Given task 1 - Filter the listing down to the lines that contain the string "tarp", matching case exactly.

--- start Document ---

DA could stay as the starter at the 2, and Gasol could play the 4, with Wallace either sliding to the 3 (with Dale Davis at the 5) or Battier could play the 3 (with Wallace at the 5).



> Do you not remember what Randolph did to the frontline of the Grizzlies last season including Gasol and Stromile Swift? Both of which have a significant height advantage.


Swift and ZR are the same height. I don't know how that's a "significant height advantage". And to determine a player's value on a single game is foolhardy and unwise, IMO.



> Gasol will be good but not great, honestly Id rather do the Bosh trade, Bosh will be better.


Gasol is ALREADY good. He's only a year older than ZR, and I don't see why he wouldn't improve significantly since he's only 22. It's possible he will never be great, but he's a better bet than ZR.

Bosh might be better. But the odds are he won't be.



> Only thing Id like from the Grizz is STromile Swift or their picks. Swift is gonna be real good, Whitsitt almost had Swift here for Daniels plus a 1st round pick but it didnt happen cuz we were on a roll. Swift is underrated and he's a monster shot blocker, get him over to play center for us.


Swift is a weak center candidate. He's only 6'9", and while he's an excellent shot blocker, he took a step backwards in his second season and I've read from multiple sources that he's dumb as a stump. Normally I don't give too much credence to those reports, but they seem more forceful than most of them so there might be something to it.

--- end Document ---

Given task 2 - What height does the basketball thread give for Swift?

--- start Given information ---

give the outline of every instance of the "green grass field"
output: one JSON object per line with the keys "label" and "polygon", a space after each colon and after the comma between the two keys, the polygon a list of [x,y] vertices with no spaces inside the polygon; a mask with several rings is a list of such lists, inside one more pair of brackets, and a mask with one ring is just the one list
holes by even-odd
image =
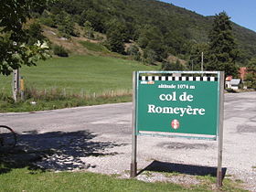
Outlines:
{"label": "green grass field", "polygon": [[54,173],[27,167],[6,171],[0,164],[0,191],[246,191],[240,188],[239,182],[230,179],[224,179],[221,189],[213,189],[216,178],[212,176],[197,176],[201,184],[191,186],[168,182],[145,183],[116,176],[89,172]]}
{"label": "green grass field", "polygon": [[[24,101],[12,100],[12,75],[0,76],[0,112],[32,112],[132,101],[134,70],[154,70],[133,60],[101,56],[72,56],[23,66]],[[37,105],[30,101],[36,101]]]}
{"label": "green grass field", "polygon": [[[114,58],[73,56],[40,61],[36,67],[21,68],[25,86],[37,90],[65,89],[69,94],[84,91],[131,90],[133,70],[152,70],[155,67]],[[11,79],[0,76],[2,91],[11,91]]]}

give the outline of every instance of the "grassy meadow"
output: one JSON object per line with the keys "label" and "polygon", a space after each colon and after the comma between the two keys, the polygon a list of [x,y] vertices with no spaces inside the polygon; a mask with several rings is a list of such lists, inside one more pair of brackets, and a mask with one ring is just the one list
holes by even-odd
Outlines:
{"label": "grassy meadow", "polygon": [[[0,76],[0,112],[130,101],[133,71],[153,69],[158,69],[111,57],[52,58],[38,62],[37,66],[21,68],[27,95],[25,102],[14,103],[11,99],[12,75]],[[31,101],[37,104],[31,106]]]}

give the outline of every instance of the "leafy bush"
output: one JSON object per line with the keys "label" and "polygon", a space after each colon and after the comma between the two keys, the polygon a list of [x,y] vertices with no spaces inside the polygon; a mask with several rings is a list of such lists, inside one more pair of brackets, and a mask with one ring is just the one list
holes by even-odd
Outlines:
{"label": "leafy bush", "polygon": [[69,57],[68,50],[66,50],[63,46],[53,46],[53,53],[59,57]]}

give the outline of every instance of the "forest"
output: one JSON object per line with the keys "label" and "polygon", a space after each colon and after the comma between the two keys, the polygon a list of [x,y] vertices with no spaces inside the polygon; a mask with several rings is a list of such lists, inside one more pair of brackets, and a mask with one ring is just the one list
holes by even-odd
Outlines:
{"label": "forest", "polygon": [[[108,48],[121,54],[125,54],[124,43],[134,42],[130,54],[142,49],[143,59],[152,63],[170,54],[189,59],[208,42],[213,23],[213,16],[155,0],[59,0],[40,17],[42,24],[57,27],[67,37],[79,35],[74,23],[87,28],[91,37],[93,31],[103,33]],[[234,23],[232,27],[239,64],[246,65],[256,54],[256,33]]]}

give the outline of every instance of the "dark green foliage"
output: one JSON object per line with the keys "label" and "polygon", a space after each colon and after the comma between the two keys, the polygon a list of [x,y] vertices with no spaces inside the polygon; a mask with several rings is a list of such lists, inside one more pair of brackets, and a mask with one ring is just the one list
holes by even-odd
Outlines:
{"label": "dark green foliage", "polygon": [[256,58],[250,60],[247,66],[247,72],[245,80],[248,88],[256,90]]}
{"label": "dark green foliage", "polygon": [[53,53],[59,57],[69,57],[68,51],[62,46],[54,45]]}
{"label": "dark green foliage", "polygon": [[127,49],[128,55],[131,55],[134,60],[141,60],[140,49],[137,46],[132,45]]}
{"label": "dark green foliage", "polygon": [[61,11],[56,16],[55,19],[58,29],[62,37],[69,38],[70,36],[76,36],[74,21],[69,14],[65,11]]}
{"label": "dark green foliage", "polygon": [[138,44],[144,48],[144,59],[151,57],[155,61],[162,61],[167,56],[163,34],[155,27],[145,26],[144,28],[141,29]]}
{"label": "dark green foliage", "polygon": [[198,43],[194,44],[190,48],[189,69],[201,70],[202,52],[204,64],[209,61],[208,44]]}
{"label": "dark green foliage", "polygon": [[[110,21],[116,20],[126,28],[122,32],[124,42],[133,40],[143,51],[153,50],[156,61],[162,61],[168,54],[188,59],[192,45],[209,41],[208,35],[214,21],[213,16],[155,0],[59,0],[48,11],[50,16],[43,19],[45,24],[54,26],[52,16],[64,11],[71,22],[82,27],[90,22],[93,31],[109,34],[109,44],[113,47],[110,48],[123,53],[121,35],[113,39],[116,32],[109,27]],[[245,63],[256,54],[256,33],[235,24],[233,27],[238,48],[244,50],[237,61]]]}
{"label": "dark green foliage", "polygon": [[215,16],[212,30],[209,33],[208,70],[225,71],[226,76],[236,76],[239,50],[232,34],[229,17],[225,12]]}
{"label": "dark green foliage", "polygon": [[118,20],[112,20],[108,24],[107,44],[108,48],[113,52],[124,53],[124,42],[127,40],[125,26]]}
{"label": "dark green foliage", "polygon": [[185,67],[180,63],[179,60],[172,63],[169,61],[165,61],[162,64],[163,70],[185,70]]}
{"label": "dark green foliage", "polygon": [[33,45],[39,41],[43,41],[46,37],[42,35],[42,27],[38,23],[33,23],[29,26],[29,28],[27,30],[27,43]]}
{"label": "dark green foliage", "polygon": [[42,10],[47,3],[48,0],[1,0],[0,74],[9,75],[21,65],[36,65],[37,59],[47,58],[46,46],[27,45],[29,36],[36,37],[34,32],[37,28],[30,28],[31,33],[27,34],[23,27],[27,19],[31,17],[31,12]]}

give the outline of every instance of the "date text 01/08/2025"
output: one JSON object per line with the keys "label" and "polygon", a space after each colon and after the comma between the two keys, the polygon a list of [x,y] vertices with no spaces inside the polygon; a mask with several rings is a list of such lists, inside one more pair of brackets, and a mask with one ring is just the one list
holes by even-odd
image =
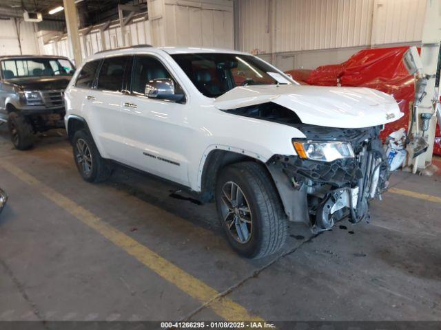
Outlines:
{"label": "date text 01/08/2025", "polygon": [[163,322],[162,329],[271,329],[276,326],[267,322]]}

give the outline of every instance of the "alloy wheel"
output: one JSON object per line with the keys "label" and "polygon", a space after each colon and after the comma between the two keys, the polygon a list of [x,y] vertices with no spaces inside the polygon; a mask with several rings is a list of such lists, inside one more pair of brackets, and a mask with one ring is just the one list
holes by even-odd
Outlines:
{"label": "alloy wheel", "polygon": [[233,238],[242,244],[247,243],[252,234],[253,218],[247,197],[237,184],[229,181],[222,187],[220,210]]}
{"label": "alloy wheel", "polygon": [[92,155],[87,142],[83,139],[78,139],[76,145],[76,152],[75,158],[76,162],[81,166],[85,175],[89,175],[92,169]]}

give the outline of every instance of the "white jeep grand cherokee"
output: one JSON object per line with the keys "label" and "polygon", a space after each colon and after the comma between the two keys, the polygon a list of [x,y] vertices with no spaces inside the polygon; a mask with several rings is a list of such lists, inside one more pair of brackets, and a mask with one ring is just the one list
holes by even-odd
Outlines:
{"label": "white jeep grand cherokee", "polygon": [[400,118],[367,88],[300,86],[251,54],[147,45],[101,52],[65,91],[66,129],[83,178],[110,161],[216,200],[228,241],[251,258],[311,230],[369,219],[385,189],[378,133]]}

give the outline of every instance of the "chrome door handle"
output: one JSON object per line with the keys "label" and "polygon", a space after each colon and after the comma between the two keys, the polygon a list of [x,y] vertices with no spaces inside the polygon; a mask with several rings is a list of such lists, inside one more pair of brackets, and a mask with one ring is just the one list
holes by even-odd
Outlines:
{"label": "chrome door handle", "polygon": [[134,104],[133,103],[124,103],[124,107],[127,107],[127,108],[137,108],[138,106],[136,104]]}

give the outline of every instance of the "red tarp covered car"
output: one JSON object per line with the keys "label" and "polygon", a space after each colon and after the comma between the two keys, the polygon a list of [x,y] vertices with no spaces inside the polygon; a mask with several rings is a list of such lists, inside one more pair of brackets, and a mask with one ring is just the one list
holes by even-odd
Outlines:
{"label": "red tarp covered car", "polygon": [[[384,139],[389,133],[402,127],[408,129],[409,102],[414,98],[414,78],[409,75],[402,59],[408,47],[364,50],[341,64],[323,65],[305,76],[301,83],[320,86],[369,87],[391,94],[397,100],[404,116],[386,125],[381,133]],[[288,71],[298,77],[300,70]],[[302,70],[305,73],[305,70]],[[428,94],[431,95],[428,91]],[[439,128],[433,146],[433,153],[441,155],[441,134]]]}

--- end Given information ---
--- start Given information ---

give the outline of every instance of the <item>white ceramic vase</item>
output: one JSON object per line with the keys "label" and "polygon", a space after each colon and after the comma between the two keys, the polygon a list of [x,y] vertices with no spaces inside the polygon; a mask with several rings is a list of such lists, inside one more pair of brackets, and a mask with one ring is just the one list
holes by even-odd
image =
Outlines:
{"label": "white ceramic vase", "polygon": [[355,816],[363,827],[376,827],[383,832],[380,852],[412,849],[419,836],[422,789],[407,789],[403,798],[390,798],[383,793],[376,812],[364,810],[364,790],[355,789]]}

--- end Given information ---
--- start Given information ---

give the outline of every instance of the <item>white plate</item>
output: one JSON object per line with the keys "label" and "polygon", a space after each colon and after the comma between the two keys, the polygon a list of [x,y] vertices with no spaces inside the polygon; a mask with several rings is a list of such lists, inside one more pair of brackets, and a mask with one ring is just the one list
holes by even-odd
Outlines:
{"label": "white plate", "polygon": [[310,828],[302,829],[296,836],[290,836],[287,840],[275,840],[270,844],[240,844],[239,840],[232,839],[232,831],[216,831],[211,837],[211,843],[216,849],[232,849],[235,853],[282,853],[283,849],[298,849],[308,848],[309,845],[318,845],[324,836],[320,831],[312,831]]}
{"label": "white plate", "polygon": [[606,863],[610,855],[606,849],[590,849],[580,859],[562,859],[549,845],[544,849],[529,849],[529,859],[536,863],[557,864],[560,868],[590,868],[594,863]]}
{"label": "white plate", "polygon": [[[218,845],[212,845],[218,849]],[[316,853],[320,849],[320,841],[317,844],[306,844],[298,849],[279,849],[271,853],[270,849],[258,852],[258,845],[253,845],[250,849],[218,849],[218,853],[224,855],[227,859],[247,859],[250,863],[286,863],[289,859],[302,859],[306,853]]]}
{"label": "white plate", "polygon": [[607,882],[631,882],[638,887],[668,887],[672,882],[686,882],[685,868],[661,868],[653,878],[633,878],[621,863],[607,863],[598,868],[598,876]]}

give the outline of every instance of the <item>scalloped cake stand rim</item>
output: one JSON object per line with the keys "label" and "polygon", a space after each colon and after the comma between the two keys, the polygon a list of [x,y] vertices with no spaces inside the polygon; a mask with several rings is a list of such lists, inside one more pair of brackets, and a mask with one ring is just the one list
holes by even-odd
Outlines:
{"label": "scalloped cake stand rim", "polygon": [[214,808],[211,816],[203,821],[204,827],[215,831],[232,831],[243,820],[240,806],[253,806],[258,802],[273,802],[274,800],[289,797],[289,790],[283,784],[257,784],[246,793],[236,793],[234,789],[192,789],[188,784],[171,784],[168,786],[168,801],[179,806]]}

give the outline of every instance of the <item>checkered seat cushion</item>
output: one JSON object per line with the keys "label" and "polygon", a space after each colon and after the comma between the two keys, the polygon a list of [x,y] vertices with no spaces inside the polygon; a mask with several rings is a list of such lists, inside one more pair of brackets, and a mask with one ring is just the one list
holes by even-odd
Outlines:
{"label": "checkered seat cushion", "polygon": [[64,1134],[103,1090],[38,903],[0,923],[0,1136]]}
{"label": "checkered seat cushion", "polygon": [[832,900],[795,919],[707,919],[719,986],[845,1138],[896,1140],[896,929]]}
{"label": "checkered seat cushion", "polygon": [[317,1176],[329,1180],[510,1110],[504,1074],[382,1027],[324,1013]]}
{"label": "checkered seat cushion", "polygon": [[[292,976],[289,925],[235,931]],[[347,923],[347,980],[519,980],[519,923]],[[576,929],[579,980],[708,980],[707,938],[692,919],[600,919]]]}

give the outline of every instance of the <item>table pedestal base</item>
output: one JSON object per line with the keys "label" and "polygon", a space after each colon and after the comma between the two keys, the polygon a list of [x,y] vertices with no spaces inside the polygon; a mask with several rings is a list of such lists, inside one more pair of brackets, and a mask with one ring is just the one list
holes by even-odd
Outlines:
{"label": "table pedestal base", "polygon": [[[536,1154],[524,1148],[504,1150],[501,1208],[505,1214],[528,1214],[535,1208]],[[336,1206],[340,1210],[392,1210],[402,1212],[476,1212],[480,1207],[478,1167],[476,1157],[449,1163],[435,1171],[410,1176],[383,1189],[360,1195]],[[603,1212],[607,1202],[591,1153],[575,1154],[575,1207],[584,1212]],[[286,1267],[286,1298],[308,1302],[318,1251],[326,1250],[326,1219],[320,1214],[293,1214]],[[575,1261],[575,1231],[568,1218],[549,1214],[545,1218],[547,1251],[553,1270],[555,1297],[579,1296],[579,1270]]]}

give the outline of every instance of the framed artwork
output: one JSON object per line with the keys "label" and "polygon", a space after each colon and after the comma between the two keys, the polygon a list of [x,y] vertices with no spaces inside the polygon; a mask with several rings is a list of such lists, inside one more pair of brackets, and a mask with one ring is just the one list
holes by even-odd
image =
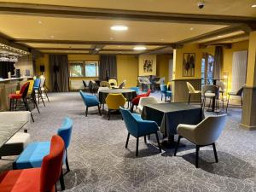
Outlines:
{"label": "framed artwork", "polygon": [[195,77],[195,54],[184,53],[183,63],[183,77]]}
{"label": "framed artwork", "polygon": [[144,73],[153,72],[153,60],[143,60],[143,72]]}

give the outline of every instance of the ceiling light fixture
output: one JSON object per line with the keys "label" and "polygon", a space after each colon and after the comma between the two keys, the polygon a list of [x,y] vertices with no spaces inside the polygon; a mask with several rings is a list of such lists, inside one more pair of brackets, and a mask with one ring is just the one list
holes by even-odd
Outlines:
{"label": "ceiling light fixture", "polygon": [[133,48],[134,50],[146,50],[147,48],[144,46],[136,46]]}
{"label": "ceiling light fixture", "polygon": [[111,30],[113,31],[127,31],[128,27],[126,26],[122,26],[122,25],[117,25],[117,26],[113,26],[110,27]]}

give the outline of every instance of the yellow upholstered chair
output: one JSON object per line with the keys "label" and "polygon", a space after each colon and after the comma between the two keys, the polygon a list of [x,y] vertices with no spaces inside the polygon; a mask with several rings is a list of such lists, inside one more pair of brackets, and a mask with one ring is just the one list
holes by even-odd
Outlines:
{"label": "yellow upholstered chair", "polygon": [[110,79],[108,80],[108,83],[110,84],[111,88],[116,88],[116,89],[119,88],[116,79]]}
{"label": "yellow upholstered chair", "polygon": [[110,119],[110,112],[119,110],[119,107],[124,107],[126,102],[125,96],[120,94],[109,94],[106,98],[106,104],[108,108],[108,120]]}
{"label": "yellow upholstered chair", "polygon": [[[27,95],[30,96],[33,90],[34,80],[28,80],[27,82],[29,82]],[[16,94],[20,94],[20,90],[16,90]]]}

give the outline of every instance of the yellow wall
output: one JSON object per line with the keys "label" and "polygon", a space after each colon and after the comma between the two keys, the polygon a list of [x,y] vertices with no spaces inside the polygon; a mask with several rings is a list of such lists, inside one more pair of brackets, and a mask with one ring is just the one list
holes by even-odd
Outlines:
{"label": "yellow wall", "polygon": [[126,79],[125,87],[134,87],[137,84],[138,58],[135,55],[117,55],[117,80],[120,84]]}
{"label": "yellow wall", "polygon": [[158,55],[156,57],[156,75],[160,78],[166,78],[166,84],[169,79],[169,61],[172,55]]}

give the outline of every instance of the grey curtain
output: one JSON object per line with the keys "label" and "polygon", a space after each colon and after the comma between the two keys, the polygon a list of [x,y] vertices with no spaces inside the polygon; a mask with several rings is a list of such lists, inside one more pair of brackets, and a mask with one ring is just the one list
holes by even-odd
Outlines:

--- end Given information ---

Full solution 1 -
give the outline of every instance of the "red tarp covered car"
{"label": "red tarp covered car", "polygon": [[[384,139],[389,133],[402,127],[408,129],[409,102],[414,98],[414,78],[409,75],[402,59],[408,47],[364,50],[341,64],[323,65],[305,76],[301,83],[320,86],[369,87],[391,94],[397,100],[404,116],[386,125],[381,133]],[[288,71],[298,77],[300,70]],[[302,70],[305,73],[305,70]],[[428,94],[431,95],[428,91]],[[439,128],[433,146],[433,153],[441,155],[441,134]]]}

Full solution 2 - 6'9"